── Source material
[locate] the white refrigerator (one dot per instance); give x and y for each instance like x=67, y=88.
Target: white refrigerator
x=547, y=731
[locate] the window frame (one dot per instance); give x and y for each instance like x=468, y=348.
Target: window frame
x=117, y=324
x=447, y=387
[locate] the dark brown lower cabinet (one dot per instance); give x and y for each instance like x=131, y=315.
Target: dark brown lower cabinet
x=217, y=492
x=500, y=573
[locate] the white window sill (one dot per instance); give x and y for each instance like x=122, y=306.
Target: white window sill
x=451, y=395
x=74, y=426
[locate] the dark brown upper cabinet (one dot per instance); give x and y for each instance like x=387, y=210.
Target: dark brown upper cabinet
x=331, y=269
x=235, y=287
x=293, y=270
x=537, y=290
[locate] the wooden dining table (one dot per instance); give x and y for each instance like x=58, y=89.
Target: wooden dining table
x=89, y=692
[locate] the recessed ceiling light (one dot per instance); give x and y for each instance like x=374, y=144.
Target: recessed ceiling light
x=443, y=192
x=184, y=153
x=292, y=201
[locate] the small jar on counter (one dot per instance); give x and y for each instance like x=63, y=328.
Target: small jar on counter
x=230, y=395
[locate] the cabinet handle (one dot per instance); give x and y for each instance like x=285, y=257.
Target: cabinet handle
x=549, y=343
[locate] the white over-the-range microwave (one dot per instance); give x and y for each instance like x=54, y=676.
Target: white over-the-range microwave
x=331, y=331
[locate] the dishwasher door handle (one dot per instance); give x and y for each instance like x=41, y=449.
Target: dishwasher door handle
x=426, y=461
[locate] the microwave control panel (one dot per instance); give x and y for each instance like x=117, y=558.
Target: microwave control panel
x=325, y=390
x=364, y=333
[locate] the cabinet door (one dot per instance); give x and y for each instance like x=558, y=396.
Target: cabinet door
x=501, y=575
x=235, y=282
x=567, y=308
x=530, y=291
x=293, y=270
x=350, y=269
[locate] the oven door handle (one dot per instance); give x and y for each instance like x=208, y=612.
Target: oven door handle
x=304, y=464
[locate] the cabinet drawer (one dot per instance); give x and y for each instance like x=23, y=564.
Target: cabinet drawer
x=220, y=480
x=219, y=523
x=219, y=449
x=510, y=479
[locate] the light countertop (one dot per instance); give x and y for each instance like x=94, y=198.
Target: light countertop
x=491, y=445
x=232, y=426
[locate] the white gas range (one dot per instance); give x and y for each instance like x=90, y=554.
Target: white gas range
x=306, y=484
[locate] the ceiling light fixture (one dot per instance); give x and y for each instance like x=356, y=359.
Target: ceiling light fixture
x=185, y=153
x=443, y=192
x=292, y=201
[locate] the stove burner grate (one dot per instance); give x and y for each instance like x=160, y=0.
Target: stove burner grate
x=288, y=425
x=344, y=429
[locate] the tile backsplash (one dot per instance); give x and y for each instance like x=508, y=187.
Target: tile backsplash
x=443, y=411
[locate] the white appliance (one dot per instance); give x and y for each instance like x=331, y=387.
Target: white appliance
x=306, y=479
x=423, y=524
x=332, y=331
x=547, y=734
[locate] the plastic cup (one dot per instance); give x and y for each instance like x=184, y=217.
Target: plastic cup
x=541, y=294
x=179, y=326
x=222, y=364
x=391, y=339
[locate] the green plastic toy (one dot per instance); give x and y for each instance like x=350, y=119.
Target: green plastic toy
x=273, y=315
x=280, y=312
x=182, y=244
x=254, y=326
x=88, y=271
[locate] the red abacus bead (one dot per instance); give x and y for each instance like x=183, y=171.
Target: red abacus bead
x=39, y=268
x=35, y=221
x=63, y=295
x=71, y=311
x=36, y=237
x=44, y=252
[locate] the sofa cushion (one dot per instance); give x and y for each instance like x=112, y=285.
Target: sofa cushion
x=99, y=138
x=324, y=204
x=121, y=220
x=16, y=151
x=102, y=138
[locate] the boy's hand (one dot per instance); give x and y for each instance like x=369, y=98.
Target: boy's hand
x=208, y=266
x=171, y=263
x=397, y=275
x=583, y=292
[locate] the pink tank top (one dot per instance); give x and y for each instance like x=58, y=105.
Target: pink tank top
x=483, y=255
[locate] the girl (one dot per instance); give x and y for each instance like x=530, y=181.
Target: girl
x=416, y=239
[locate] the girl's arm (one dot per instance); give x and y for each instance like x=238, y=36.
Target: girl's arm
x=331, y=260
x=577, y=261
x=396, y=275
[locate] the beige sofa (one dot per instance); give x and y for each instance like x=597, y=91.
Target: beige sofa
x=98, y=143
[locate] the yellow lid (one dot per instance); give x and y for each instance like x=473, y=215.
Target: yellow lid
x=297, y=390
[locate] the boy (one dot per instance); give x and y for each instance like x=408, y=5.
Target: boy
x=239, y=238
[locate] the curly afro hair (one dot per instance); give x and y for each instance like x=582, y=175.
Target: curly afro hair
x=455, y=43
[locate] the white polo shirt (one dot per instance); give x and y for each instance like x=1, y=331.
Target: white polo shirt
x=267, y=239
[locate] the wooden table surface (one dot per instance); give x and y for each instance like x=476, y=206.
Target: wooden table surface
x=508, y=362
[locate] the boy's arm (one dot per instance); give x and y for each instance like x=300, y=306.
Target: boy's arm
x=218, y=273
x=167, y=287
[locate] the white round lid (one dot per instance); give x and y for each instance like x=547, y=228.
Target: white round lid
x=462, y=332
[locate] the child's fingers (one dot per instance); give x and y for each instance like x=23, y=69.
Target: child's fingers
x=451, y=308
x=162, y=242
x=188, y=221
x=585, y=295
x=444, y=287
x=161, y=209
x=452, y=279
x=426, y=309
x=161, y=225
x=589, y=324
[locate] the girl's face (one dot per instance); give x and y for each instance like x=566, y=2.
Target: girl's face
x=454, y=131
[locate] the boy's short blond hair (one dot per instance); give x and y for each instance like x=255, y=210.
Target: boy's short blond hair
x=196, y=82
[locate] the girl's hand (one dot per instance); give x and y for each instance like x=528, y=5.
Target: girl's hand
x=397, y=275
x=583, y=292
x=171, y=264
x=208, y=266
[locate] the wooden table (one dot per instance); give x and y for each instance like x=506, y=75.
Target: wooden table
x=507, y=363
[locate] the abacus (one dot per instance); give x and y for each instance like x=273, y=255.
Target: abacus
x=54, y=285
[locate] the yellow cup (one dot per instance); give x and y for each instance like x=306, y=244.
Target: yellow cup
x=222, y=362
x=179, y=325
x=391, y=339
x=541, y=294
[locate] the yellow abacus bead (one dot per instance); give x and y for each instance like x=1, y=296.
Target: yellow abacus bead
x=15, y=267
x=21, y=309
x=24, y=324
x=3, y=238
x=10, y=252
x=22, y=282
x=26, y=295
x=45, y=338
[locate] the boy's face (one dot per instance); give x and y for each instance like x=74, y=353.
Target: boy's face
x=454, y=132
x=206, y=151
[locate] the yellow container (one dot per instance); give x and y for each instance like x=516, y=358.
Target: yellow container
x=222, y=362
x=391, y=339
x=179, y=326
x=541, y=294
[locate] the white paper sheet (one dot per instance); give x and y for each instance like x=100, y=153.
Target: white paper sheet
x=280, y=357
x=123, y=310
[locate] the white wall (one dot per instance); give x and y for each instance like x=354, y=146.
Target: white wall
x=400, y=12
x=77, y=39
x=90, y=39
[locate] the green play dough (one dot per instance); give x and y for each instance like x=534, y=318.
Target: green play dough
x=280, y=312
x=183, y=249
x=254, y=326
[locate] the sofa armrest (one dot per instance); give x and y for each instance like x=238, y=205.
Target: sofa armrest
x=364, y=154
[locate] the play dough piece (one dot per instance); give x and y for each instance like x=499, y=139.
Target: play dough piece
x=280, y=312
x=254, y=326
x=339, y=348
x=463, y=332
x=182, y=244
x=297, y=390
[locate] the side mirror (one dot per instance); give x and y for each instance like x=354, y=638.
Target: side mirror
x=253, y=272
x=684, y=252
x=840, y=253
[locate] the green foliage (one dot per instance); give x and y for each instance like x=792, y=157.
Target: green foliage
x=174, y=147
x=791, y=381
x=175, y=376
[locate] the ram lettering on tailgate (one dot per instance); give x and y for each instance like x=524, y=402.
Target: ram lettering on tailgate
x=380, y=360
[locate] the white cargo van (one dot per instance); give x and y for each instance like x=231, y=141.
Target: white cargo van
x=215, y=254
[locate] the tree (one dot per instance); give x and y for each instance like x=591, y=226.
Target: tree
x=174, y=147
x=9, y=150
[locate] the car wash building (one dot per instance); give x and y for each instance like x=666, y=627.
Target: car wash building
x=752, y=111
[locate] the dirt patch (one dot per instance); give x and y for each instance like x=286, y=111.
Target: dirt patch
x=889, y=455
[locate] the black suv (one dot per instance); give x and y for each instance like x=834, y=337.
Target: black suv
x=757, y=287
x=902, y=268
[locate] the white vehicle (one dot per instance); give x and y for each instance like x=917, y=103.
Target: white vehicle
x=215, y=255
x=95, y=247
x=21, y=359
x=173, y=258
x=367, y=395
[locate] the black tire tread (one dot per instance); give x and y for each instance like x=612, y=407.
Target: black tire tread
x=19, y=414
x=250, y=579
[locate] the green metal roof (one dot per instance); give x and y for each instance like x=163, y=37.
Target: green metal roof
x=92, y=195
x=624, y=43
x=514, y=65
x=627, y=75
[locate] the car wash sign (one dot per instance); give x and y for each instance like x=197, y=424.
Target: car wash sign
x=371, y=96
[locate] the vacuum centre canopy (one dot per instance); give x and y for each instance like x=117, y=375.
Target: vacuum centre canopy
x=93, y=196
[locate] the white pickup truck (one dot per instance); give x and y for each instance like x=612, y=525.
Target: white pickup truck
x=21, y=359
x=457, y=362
────
* Assigned task
Return the line that contains "Target: white cargo van" along with every line after it through the end of the entries, exactly, adding nothing.

* Expected output
Target: white cargo van
x=215, y=254
[locate] the tree (one dot per instance); give x and y for each instance like x=591, y=226.
Target: tree
x=174, y=147
x=9, y=150
[locate] the car wash building (one dot per instance); give x and y for each instance like x=666, y=627.
Target: car wash building
x=752, y=111
[locate] the dirt patch (one dot per instance); give x and y for each instance like x=286, y=111.
Target: dirt patch
x=889, y=455
[locate] the black suv (one dot per instance); give x and y for each instance like x=834, y=337.
Target: black suv
x=757, y=287
x=902, y=268
[locate] the white vehicle (one dot per instance); give x and y for each instance like x=917, y=103.
Target: white vehicle
x=215, y=255
x=95, y=247
x=21, y=359
x=173, y=258
x=367, y=395
[locate] the black tire tread (one dot per instance); give x and y for each instance like x=612, y=407.
Target: black tire tread
x=19, y=414
x=250, y=579
[locate] the green metal roof (one dot per instance); give x and y for each instance like x=163, y=37.
Target: green metal roof
x=92, y=195
x=624, y=43
x=514, y=65
x=627, y=75
[locate] the car wash sign (one dot per instance); give x and y for each instance like x=197, y=424.
Target: car wash sign
x=371, y=96
[locate] the vacuum centre canopy (one dot per instance); give x and y for each instance like x=117, y=375.
Target: vacuum centre canopy
x=93, y=196
[locate] the white pickup truck (one dot per instance); give x and y for each instance like x=612, y=525.
Target: white pickup truck
x=21, y=359
x=457, y=362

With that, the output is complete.